Text under study:
-*-*-
Author  Allan Thomson – PPM Product Ambassador, Axelos

August 5, 2020 |

 3 min read

  • Blog
  • Communication
  • Project management
  • PRINCE2

Two of the skills that will be essential during the recovery after Covid-19 will be resilience and confidence.

As non-technical skills, you won’t generally find any specific learnings about them in methods or frameworks. Therefore, it’s necessary to look elsewhere to supplement your project management best practices such as PRINCE2®.

Self-assessing your skills

A good place to start when self-assessing your level of resilience and confidence is a simple question: “how do I feel?” Add to that “How comfortable do I feel with the work I’m doing?” and you’ll have a good indication of where you are.

Within projects, stakeholders expect the project manager to be 100% “on the ball” even in high-pressure circumstances. That means maintaining your energy levels and demonstrating to rest of the team that you’re in control.

So, to be that person, you need to have a clear understanding of your targets, your stakeholders’ expectations and what you need in place to satisfy them.

Recognizing when resilience is low

It’s a sure sign that a project manager’s resilience is low when that person goes “missing” in tough times. That could mean not attending critical workshops, double-booking meetings or not replying to emails, for example.

The project manager has to be visible to everyone; not micro-managing people, but being available for whatever the team needs.
-*-*-
What the task requires: Copy out word for word the stretch of the post on resilience and confidence from "Recognizing when resilience" through "emails, for example.". The material after this post is separate and has nothing to do with it.
-*-*-
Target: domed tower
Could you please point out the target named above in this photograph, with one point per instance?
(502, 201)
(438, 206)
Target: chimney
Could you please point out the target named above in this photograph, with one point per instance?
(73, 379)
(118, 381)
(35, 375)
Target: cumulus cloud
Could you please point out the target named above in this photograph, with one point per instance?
-*-*-
Answer for the task:
Recognizing when resilience is low

It’s a sure sign that a project manager’s resilience is low when that person goes “missing” in tough times. That could mean not attending critical workshops, double-booking meetings or not replying to emails, for example.